### WORK ORDER
Output the lines from the top of the entries below to the line with "Mark one point per instance of the black t-shirt.", both included, exactly and without pictures.

### AVAILABLE DATA

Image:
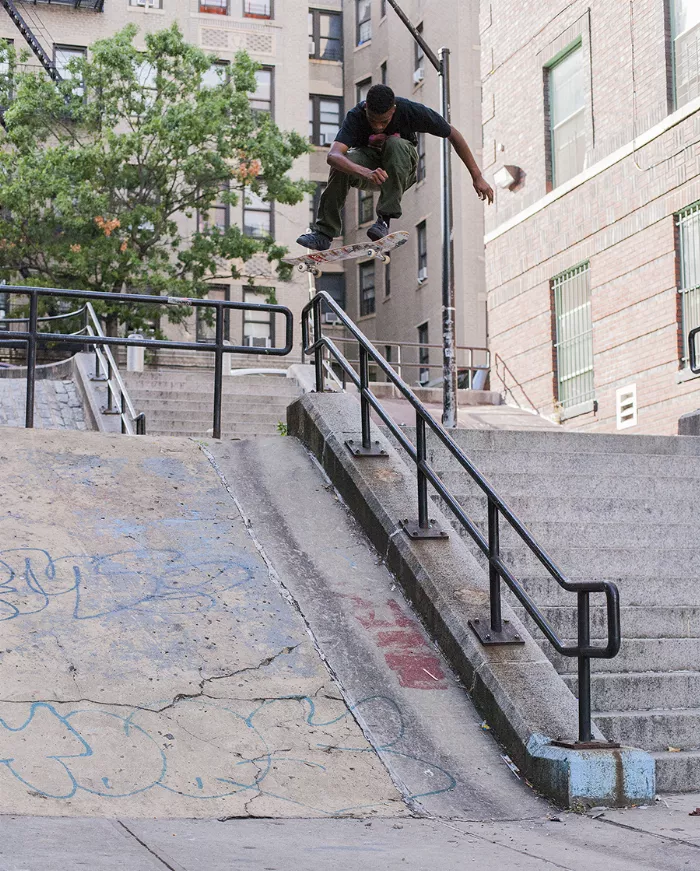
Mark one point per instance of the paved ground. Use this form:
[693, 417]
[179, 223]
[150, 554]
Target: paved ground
[188, 644]
[57, 404]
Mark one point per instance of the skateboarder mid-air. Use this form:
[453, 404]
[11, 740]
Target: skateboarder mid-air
[376, 149]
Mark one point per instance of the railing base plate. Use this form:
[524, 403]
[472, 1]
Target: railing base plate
[357, 450]
[414, 531]
[489, 638]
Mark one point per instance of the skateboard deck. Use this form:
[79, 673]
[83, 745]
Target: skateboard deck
[313, 261]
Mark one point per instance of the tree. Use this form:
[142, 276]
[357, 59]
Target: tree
[97, 172]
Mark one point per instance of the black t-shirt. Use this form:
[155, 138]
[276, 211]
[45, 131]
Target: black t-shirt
[409, 118]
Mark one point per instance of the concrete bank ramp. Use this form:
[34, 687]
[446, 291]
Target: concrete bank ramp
[164, 655]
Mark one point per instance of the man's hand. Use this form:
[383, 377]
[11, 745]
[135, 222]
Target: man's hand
[483, 189]
[377, 176]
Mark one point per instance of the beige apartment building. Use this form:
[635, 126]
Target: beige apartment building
[402, 302]
[592, 138]
[273, 33]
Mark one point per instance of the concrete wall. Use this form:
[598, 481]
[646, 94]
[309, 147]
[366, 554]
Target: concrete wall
[618, 214]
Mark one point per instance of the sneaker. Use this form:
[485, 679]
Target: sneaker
[315, 240]
[378, 230]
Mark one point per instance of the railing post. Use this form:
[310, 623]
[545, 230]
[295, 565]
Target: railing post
[31, 359]
[218, 371]
[364, 402]
[584, 669]
[494, 577]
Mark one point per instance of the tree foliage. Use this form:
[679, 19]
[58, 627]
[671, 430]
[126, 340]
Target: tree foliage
[98, 172]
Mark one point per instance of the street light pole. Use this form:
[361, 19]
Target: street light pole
[449, 359]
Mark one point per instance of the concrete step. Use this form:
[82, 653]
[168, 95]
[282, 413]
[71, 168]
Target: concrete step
[677, 772]
[641, 691]
[636, 622]
[652, 730]
[636, 655]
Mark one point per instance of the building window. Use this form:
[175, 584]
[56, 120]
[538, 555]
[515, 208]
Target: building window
[362, 88]
[685, 31]
[573, 336]
[364, 21]
[206, 317]
[258, 326]
[218, 215]
[365, 206]
[257, 215]
[217, 74]
[422, 233]
[689, 257]
[423, 354]
[214, 7]
[324, 119]
[257, 8]
[261, 99]
[420, 168]
[418, 57]
[325, 35]
[63, 55]
[567, 139]
[367, 301]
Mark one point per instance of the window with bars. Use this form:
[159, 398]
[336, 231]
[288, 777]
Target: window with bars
[324, 118]
[258, 326]
[422, 235]
[685, 33]
[362, 88]
[257, 215]
[423, 354]
[365, 206]
[257, 8]
[573, 337]
[367, 297]
[567, 116]
[262, 98]
[420, 167]
[206, 317]
[364, 21]
[689, 260]
[325, 35]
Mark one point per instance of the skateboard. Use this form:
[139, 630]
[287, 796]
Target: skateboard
[313, 261]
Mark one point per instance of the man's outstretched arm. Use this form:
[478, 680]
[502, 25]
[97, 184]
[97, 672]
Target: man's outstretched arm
[481, 186]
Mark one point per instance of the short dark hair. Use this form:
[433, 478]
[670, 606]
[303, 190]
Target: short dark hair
[380, 98]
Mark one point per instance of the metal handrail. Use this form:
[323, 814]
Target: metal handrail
[132, 423]
[694, 365]
[489, 545]
[218, 347]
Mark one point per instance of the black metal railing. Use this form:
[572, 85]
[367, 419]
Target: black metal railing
[694, 365]
[30, 337]
[496, 632]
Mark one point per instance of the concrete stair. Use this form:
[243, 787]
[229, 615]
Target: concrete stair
[619, 508]
[181, 402]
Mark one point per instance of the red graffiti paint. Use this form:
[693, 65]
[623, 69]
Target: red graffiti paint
[406, 651]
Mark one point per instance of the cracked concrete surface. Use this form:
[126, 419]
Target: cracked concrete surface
[149, 666]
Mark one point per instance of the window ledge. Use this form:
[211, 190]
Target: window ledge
[686, 374]
[577, 410]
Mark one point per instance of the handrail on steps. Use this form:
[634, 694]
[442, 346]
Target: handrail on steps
[495, 633]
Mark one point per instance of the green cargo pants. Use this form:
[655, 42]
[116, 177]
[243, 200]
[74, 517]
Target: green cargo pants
[398, 159]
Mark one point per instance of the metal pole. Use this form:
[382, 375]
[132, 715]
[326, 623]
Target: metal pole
[31, 359]
[449, 362]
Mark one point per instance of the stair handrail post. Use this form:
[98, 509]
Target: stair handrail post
[584, 668]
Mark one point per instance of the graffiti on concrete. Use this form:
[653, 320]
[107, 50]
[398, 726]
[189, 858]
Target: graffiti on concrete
[31, 579]
[59, 751]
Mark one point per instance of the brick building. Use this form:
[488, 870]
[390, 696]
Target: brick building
[592, 137]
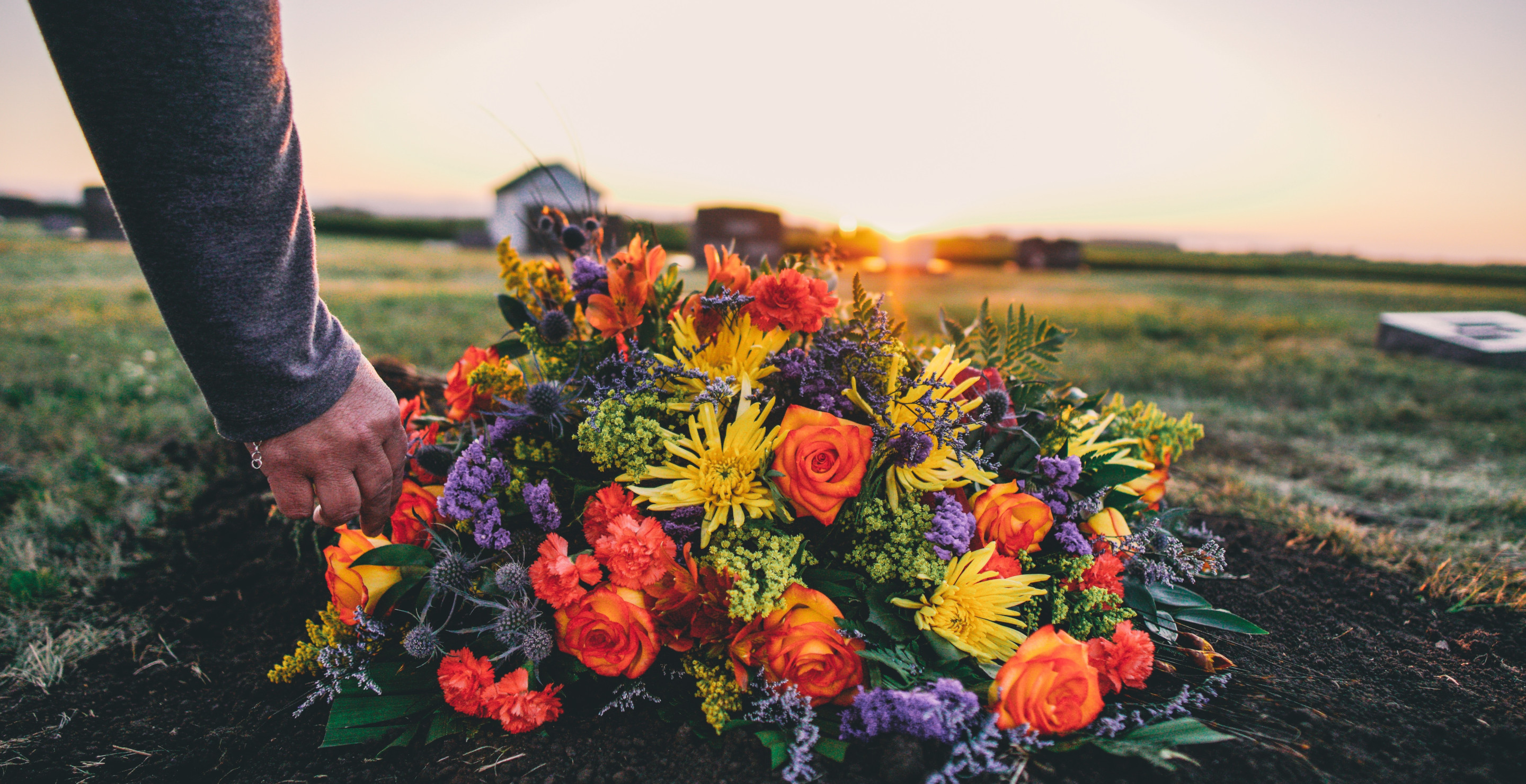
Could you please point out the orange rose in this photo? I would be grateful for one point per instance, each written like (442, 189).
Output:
(417, 512)
(823, 461)
(356, 586)
(690, 604)
(1152, 486)
(1048, 685)
(802, 646)
(1017, 522)
(609, 630)
(464, 398)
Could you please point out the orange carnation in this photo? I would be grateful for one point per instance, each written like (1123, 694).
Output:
(635, 551)
(606, 505)
(609, 630)
(356, 586)
(554, 577)
(690, 604)
(802, 646)
(463, 678)
(417, 512)
(789, 299)
(1124, 661)
(823, 461)
(464, 398)
(730, 271)
(1017, 522)
(516, 707)
(1048, 685)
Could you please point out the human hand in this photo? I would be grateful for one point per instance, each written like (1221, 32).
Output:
(351, 458)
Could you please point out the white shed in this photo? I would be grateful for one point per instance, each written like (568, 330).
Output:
(521, 199)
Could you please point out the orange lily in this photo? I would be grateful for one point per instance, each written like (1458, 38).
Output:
(730, 271)
(631, 275)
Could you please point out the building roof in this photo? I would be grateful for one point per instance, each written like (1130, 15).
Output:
(548, 170)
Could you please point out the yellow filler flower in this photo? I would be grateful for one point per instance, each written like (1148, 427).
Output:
(973, 608)
(722, 472)
(738, 350)
(916, 408)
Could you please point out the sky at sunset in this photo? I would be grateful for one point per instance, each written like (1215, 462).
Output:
(1391, 129)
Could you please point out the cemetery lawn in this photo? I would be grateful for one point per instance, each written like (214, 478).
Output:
(1308, 424)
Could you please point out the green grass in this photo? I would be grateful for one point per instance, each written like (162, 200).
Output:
(1101, 257)
(1298, 403)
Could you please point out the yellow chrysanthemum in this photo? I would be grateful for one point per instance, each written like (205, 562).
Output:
(722, 472)
(916, 408)
(973, 608)
(531, 281)
(738, 350)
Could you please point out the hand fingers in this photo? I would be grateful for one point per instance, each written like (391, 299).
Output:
(339, 499)
(380, 484)
(294, 493)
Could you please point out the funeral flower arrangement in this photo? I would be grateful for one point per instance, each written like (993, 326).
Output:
(762, 505)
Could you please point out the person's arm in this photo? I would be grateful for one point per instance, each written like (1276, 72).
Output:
(188, 112)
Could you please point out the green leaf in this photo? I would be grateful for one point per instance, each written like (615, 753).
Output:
(942, 649)
(1154, 742)
(377, 708)
(515, 311)
(1176, 733)
(885, 615)
(1108, 475)
(832, 750)
(901, 658)
(513, 348)
(351, 736)
(1223, 620)
(1176, 595)
(446, 722)
(777, 745)
(396, 556)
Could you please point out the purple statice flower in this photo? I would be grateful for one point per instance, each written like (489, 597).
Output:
(975, 754)
(953, 527)
(783, 705)
(1117, 720)
(1072, 539)
(682, 524)
(1061, 472)
(542, 507)
(588, 278)
(471, 495)
(803, 377)
(911, 446)
(936, 711)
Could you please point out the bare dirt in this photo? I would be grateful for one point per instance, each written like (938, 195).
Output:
(1360, 681)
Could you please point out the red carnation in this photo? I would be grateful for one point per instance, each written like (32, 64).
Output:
(463, 678)
(635, 551)
(791, 301)
(556, 577)
(1124, 661)
(604, 507)
(516, 707)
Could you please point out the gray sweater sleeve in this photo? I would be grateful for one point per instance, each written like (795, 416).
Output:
(188, 112)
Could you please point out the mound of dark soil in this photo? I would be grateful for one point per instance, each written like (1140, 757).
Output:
(1359, 681)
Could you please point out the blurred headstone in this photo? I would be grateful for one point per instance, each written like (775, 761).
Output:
(756, 233)
(101, 217)
(1492, 337)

### EXERCISE RESULT
Image:
Mark one point per instance of the paved ground. Use this form:
[693, 417]
[179, 223]
[150, 554]
Target: paved ground
[188, 644]
[57, 404]
Mark one point per instance of the skateboarder mid-air. Use this form:
[453, 404]
[11, 740]
Target: skateboarder mid-air
[376, 149]
Mark one point per instance of the railing base plate. Use this form:
[524, 403]
[472, 1]
Target: railing base plate
[357, 450]
[414, 531]
[489, 638]
Mark one point per instance of the skateboard deck. Use this form:
[79, 673]
[83, 745]
Target: skateboard deck
[313, 261]
Mark one point per instance of the tree. Use this form:
[142, 276]
[357, 59]
Target: tree
[97, 172]
Mark one point per instance of the black t-shirt. Use this form:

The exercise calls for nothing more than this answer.